AUFGABE A - Gib aus dem Artikel über die Agrar eG Korbußen den Abschnitt wortgetreu wieder, der mit „Warum sich die“ beginnt und mit „dem Jungvieh fort.“ endet.
AUFGABE B -
Beantworte anhand des Artikels über die Agrar eG Korbußen diese Fragen:
(i) Wie viele Milchkühe hat der Betrieb?
(ii) In welchem Jahr wurde der Stall neu gebaut?
(iii) Worauf stehen die Jungrinder?

VORLIEGENDER TEXT -
★ ★ ★ ★ ★ ★ ★
Warum sich die Agrar eG Korbußen bewusst gegen Melkroboter entschied
Die Agrar eG Korbußen verlässt sich in der Milcherzeugung mehr auf ihre Mitarbeiter als auf Herdenüberwachungssysteme. Und ist damit erfolgreich. Bewusst entschied man sich mit seinen Melkern gegen Roboter.
Von Silvia Kölbel
Durch den Stall der Agrargenossenschaft „Drei Eichen“ in Korbußen unweit von Gera könnte der Besucher theoretisch auch in Hausschuhen spazieren. Der saubere und aufgeräumte Eindruck, den das gesamte Betriebsgelände beim Besucher hinterlässt, setzt sich bei den Milchkühen und dem Jungvieh fort.
Ein Blick auf die Klauen der Rinder lässt vermuten, dass die Milchkühe in diesem Stall grundsätzlich gut zu Fuß unterwegs sind. Das bestätigt Vorstandsvorsitzende Christine Gerth: „Gelenkprobleme haben wir kaum.“ Die 230 Milchkühe strahlen Ruhe aus und liegen meist zufrieden in ihren Tiefliegeboxen auf einem Stroh-Kalk-Gemisch.
In den Gängen bewegen sich die Kühe auf Gummimatten, in den Übergängen auf Betonfußboden. Die Jungrinder und die Kühe im Reprobereich stehen auf Stroh. Der Gülleschieber hält die Gänge sauber, tägliches Spülen der Rinnen sorgt besonders im Sommer dafür, dass es im Melkhaus wesentlich weniger Fliegen gibt als vor dem Stallneubau im Jahr 2019.
★ ★ ★ ★ ★ ★ ★
Einträge mit Begrenzungsrahmen:
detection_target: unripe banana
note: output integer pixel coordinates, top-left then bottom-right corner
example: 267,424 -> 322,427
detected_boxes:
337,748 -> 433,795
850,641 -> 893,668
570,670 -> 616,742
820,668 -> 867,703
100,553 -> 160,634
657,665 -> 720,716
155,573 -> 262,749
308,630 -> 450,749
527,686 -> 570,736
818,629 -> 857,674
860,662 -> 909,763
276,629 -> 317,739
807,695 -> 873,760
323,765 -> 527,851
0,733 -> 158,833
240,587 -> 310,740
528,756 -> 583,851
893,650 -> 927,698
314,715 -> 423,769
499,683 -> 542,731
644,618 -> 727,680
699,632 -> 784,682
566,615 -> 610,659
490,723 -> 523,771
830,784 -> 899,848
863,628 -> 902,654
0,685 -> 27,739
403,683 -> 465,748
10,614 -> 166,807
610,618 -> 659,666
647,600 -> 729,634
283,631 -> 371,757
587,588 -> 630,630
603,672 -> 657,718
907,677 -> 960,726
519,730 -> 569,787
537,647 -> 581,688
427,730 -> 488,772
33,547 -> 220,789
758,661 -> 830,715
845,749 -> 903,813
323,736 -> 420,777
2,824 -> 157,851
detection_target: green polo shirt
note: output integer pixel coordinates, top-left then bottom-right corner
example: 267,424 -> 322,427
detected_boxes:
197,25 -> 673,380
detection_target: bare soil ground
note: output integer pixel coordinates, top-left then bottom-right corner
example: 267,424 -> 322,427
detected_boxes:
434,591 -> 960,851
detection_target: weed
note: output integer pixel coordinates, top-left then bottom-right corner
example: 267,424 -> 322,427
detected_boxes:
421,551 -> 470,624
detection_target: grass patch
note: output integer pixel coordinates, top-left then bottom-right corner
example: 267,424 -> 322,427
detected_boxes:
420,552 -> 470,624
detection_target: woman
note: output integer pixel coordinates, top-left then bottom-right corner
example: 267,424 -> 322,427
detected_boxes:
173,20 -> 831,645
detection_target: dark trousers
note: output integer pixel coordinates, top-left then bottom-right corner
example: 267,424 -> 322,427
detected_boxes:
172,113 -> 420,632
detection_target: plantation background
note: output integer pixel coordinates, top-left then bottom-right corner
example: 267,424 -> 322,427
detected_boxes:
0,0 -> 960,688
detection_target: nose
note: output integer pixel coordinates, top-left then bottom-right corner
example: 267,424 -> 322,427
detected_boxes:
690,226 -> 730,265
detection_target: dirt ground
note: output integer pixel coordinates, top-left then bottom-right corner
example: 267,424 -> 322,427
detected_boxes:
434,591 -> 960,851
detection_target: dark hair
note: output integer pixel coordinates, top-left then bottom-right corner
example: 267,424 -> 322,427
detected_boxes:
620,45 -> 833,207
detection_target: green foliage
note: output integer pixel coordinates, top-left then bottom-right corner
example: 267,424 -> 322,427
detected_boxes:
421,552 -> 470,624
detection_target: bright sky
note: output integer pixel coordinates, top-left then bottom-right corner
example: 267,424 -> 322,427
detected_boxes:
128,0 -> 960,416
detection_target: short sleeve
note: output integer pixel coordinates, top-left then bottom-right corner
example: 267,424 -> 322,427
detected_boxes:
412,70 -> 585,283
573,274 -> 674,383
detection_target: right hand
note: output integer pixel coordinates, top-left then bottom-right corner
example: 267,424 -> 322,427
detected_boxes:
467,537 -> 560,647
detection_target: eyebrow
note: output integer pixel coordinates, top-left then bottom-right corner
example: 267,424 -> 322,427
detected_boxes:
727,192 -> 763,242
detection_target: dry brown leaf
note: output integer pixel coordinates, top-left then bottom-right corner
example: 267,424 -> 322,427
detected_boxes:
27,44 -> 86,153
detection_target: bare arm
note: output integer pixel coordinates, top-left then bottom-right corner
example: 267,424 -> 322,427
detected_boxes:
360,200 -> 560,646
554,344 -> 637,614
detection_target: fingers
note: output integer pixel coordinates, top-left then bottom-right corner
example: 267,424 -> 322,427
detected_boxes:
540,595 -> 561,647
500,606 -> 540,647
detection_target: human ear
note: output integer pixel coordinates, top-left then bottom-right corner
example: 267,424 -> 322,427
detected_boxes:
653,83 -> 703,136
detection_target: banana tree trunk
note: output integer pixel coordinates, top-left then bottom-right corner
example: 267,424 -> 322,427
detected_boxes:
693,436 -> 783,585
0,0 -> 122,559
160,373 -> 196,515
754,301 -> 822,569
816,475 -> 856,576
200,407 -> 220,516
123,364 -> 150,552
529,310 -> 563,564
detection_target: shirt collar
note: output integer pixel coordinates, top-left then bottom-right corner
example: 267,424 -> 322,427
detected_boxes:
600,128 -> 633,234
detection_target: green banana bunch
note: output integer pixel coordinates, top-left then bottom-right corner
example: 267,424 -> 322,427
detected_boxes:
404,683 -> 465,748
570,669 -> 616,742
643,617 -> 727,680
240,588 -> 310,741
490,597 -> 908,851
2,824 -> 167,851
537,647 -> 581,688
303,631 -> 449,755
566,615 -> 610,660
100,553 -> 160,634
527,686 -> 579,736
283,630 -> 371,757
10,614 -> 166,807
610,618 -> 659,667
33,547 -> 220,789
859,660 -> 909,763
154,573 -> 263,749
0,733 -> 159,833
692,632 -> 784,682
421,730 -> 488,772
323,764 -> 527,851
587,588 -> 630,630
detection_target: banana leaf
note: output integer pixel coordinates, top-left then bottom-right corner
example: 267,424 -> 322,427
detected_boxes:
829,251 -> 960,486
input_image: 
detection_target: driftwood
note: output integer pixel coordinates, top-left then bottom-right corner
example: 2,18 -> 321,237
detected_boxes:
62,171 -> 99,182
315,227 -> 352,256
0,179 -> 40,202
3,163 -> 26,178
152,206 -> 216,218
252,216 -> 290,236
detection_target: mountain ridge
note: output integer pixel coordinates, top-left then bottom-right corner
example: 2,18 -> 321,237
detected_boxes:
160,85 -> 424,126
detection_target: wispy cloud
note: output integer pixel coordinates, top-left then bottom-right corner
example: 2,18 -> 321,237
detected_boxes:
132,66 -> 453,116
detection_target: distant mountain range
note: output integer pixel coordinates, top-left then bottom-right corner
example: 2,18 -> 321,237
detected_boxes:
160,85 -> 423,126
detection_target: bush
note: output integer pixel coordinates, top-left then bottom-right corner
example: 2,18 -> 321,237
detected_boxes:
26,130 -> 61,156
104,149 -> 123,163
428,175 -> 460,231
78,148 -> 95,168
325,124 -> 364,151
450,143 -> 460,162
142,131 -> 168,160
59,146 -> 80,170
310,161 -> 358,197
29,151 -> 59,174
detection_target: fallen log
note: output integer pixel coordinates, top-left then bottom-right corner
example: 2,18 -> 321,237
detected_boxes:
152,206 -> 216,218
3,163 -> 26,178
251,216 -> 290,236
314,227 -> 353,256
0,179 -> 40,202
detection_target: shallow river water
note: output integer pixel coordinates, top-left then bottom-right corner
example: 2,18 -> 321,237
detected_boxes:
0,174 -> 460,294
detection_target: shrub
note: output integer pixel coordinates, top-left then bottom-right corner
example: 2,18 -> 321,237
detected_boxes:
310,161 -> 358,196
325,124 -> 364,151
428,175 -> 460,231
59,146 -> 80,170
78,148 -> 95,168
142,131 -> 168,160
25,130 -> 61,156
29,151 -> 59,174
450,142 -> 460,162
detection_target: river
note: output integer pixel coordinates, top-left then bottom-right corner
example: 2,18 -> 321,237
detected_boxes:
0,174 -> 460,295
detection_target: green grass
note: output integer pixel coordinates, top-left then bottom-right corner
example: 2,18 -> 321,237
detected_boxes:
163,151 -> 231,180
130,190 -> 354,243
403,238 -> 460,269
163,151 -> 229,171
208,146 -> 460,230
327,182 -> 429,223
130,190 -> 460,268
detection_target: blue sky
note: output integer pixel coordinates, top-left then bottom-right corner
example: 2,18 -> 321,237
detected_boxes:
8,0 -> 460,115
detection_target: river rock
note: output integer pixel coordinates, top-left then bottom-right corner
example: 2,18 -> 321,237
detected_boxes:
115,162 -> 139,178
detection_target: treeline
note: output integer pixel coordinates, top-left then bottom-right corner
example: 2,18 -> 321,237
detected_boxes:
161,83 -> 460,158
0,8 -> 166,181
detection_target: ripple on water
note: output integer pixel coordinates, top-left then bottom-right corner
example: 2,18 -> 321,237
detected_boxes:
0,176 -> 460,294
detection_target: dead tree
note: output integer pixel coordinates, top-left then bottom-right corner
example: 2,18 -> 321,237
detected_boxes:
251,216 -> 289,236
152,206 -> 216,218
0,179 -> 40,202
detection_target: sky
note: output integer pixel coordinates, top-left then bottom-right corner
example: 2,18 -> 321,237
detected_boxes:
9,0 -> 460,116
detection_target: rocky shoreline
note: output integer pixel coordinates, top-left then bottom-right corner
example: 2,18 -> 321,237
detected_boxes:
★ ★ ★ ★ ★ ★ ★
RICHTIGE ANTWORT A -
Warum sich die Agrar eG Korbußen bewusst gegen Melkroboter entschied
Die Agrar eG Korbußen verlässt sich in der Milcherzeugung mehr auf ihre Mitarbeiter als auf Herdenüberwachungssysteme. Und ist damit erfolgreich. Bewusst entschied man sich mit seinen Melkern gegen Roboter.
Von Silvia Kölbel
Durch den Stall der Agrargenossenschaft „Drei Eichen“ in Korbußen unweit von Gera könnte der Besucher theoretisch auch in Hausschuhen spazieren. Der saubere und aufgeräumte Eindruck, den das gesamte Betriebsgelände beim Besucher hinterlässt, setzt sich bei den Milchkühen und dem Jungvieh fort.

RICHTIGE ANTWORT B -
(i) 230
(ii) 2019
(iii) Auf Stroh